● Goal
Copy the rows from the line with "Study the picture above. For each instance of the black" to the line with "Study the picture above. For each instance of the wooden", putting "item" wherever "object" appears and leaving everything else unchanged.
[Start of Dataset]
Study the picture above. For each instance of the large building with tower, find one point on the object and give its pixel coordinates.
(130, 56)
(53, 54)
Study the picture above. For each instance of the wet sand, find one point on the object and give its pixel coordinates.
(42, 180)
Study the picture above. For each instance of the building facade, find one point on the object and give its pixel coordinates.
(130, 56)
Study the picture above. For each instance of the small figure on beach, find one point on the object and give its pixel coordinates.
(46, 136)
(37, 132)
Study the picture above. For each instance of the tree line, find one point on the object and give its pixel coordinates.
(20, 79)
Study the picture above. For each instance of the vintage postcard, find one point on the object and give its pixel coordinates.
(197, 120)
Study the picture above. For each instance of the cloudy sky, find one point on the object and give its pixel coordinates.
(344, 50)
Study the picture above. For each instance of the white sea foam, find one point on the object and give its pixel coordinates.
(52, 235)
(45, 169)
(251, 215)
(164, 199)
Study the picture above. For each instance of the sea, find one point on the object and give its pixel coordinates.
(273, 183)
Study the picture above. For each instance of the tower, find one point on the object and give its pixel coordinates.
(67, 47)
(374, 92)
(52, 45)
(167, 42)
[End of Dataset]
[Start of Dataset]
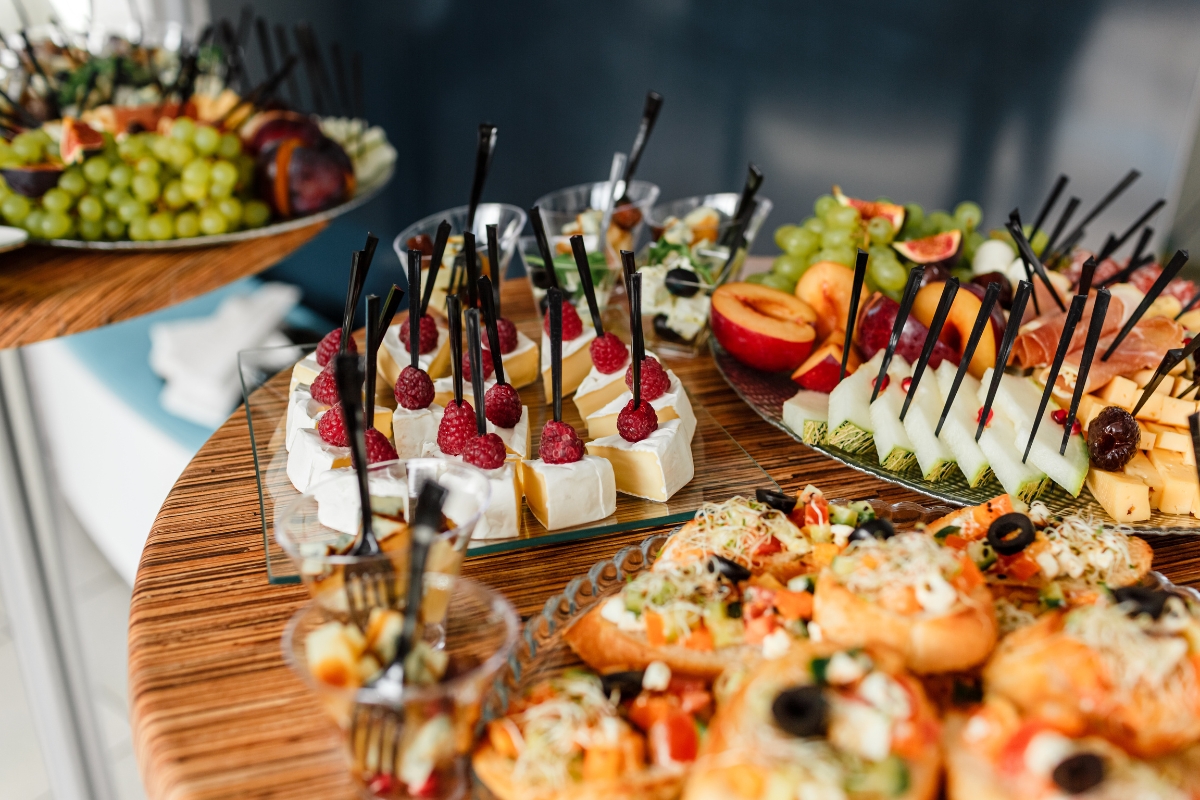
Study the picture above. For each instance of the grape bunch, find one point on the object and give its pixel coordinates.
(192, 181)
[End of Dataset]
[Start of Dataset]
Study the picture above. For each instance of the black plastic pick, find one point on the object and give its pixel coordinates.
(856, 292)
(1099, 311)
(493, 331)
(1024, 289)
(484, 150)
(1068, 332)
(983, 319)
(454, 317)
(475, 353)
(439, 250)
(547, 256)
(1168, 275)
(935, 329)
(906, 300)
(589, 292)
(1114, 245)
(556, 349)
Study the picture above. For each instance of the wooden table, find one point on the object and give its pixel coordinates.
[End of Dataset]
● Response
Study the picture above. For each instance of the black plastic pick, find one point on the item and give its pixel coordinates.
(856, 292)
(1099, 311)
(493, 331)
(1024, 289)
(484, 150)
(1068, 332)
(983, 319)
(454, 317)
(475, 353)
(439, 250)
(547, 256)
(1168, 275)
(935, 329)
(906, 300)
(589, 292)
(1114, 245)
(556, 349)
Study the picture above. For each instance of the wooden table, find one point on the item and give its pixel coordinates.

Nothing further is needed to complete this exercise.